:: RECORD LIST ::

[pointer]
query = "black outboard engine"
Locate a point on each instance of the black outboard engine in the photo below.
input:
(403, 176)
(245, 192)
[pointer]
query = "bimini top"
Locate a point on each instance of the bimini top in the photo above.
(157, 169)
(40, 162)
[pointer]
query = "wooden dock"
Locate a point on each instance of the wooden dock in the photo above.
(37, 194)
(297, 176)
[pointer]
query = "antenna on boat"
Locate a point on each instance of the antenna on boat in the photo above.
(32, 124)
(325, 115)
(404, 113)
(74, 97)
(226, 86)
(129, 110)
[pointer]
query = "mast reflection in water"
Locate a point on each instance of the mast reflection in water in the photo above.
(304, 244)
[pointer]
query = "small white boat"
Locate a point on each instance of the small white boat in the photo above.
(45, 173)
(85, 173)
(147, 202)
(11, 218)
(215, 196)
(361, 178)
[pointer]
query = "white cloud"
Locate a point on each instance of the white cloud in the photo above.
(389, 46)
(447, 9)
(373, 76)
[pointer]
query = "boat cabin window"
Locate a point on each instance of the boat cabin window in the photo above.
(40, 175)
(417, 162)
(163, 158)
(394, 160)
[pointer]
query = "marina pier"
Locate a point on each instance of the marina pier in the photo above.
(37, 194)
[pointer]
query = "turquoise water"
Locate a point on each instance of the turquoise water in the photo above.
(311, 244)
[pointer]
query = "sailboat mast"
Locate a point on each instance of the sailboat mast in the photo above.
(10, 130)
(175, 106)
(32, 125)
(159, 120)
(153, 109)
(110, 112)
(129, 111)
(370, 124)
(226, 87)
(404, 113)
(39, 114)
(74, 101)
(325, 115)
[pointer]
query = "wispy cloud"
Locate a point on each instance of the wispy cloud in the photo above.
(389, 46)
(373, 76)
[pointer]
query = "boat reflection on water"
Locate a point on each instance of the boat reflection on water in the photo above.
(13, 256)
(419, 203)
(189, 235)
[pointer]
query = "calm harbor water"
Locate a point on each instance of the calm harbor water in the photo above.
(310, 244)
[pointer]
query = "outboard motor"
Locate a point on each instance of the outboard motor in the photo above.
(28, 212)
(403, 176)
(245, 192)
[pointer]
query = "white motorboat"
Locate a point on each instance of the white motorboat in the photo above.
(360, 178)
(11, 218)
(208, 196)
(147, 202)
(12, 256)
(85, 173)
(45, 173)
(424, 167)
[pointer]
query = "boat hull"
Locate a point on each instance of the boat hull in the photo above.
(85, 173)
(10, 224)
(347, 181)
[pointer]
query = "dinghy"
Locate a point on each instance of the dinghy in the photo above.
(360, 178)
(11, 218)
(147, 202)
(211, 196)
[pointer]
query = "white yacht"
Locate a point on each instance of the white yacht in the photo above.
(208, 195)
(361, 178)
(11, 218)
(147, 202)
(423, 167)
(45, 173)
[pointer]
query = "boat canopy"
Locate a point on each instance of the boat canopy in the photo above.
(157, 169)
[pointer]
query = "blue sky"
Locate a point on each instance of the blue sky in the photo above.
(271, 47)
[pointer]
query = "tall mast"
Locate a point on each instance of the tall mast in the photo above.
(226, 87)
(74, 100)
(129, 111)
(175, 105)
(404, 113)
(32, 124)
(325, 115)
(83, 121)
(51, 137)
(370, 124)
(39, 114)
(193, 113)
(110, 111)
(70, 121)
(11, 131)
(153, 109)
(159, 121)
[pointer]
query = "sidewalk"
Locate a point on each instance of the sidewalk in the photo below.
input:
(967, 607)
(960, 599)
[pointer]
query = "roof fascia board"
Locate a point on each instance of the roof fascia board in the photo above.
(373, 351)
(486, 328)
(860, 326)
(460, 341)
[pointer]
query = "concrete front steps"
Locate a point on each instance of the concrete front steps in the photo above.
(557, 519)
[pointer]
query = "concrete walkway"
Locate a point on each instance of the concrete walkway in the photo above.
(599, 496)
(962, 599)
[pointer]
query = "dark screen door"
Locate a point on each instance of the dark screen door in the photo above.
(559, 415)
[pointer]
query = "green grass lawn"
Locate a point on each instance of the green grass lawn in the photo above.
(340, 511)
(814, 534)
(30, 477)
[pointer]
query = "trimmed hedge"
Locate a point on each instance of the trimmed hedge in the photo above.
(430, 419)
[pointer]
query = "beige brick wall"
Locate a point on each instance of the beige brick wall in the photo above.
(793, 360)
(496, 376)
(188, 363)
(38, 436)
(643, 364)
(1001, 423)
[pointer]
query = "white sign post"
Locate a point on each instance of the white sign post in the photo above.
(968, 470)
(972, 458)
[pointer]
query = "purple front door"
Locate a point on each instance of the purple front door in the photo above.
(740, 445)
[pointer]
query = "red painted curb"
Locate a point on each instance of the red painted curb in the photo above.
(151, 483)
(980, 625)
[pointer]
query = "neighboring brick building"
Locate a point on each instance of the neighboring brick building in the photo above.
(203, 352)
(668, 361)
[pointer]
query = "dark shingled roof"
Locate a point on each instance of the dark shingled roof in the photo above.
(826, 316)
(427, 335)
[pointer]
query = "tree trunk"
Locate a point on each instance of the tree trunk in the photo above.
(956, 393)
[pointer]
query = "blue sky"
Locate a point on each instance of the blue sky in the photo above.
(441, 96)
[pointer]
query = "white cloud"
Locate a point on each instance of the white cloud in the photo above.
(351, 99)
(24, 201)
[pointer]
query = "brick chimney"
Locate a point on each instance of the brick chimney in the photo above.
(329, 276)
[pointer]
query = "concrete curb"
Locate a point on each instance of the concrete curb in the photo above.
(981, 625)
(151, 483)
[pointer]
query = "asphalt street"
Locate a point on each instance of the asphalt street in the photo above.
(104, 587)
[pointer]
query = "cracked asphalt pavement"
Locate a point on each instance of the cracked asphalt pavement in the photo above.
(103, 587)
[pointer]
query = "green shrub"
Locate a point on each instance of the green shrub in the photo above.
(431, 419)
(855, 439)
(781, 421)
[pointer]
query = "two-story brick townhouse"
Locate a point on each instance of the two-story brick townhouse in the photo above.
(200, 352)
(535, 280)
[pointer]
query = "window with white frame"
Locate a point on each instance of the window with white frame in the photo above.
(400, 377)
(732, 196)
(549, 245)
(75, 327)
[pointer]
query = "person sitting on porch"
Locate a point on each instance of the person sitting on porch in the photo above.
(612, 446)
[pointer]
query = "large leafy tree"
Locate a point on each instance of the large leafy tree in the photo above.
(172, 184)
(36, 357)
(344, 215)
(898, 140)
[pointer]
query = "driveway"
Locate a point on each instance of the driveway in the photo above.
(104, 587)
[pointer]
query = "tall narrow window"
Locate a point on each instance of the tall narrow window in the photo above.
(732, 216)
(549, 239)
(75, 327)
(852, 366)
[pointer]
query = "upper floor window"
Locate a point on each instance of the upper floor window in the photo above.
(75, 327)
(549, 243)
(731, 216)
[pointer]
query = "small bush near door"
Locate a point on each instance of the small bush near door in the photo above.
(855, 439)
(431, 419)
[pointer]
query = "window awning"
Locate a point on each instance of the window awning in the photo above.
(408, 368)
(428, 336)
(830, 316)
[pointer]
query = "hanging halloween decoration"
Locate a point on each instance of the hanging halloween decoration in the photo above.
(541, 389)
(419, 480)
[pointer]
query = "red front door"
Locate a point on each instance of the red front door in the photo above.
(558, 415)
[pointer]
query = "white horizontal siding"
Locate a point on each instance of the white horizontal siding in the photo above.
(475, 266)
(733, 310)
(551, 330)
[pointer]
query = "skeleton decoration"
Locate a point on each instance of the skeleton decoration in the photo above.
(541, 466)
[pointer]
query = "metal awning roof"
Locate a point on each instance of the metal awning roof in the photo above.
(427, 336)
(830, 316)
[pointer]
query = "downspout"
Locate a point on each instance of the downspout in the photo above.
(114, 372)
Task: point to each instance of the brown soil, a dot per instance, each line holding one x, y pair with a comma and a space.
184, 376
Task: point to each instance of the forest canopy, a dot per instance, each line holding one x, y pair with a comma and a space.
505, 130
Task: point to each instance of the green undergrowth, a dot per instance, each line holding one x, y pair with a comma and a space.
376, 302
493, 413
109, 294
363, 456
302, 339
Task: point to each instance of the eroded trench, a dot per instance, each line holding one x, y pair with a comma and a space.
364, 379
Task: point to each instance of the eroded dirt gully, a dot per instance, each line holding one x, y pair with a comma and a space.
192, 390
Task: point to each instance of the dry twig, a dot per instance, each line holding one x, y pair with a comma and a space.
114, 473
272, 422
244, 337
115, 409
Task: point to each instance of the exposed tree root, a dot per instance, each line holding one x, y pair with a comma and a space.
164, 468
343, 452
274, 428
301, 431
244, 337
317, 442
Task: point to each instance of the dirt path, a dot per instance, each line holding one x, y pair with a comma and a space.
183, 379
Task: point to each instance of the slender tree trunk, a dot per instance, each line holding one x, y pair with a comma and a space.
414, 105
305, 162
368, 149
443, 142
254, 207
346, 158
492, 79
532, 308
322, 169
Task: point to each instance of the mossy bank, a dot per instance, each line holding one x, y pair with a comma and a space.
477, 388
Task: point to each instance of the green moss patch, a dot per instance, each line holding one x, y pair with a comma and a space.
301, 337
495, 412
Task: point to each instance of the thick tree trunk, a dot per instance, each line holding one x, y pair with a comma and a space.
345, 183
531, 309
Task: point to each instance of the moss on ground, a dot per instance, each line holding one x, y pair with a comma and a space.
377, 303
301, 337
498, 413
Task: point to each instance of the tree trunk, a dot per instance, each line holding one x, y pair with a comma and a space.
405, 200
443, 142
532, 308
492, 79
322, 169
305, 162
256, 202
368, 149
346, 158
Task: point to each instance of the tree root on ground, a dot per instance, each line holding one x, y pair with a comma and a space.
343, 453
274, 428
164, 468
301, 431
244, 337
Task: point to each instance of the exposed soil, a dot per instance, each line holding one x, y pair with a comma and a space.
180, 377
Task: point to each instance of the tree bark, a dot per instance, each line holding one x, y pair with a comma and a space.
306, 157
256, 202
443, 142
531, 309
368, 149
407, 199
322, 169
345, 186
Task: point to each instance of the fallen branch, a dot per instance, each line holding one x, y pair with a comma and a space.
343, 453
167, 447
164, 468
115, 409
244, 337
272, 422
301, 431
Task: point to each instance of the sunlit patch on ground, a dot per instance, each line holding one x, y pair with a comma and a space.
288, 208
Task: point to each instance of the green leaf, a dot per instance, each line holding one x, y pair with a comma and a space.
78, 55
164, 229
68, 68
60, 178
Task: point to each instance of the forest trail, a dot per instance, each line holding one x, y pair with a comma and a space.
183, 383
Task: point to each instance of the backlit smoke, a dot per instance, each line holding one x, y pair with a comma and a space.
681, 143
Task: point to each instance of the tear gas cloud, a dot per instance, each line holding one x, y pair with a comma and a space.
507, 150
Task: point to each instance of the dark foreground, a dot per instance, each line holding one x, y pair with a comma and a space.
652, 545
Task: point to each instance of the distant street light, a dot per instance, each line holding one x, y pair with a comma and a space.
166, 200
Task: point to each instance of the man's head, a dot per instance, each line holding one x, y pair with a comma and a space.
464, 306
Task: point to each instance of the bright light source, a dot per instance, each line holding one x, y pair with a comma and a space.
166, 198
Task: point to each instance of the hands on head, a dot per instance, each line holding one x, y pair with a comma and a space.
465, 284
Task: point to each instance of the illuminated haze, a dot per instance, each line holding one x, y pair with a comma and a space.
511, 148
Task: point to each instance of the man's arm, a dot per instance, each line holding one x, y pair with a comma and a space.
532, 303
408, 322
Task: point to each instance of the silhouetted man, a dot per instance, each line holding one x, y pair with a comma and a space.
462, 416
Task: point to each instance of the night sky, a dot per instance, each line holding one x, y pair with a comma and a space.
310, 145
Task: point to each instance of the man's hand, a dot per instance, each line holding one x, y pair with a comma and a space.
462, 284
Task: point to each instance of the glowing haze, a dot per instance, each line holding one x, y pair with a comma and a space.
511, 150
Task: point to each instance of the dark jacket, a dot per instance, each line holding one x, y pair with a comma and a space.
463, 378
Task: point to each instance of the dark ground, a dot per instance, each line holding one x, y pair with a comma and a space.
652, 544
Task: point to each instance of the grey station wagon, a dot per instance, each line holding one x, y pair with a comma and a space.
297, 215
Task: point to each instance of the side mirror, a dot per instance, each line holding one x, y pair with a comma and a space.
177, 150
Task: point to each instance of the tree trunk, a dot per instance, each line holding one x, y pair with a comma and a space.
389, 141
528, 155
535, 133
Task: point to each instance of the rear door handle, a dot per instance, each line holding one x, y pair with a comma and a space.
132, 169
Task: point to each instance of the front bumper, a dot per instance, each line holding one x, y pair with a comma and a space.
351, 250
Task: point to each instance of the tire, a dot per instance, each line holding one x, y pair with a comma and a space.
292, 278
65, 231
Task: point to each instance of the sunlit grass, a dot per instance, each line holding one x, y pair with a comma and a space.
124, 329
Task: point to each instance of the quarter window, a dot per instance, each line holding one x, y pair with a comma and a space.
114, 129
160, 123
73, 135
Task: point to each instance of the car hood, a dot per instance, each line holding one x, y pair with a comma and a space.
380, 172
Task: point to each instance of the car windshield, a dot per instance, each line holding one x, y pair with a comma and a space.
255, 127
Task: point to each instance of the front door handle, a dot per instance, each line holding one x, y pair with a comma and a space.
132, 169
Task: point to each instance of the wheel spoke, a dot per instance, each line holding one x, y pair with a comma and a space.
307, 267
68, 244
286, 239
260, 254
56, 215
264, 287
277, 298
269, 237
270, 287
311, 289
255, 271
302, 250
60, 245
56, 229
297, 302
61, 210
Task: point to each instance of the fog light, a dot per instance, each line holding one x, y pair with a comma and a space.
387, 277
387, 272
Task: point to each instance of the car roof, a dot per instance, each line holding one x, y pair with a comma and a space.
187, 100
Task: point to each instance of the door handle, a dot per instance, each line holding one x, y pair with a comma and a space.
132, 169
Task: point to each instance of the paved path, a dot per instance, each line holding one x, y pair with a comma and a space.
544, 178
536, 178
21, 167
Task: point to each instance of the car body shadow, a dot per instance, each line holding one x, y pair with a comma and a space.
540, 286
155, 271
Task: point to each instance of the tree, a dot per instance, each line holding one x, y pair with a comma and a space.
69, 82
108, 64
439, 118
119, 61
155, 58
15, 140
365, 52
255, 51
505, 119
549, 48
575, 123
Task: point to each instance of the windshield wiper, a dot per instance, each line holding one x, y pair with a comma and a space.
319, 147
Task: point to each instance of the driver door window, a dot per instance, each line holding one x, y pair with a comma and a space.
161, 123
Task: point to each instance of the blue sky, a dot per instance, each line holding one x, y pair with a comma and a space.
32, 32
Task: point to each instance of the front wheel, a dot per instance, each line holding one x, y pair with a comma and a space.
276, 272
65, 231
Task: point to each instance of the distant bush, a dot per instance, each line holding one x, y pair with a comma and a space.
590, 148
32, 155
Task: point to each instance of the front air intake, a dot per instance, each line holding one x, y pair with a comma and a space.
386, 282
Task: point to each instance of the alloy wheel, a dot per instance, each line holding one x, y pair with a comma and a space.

:::

◆ **WHAT IS REQUIRED**
Every line from the one containing "Task: point to each instance of the windshield" through the end of the data must be repeated exactly, and no other line.

◆ **ANSWER BELOW**
Task: point to each instance of the windshield wiper, a dot per instance, each line holding one x, y pair with a comma and a space.
319, 147
Task: point to each instance of the driver door window, a dot per instance, each line holding one x, y pair with a comma and a space.
161, 123
Task: point to each instance of the blue sky, a dot per instance, each line holding one x, y pair with a comma and a space.
32, 32
Task: point to each instance of the front wheel, a dot per instance, each line holding one x, y pair with a comma and a space.
276, 272
65, 231
Task: point to each instance of the distant bush, a dot per instance, each line holding one x, y pair with a comma and a space.
590, 148
32, 155
Task: point to each instance of the front air intake, a dot per instance, each line holding one x, y pair with a comma and a space.
386, 282
Task: point to each instance of the alloy wheel, a dot per instance, each line holding one x, y pair with a comma and a space.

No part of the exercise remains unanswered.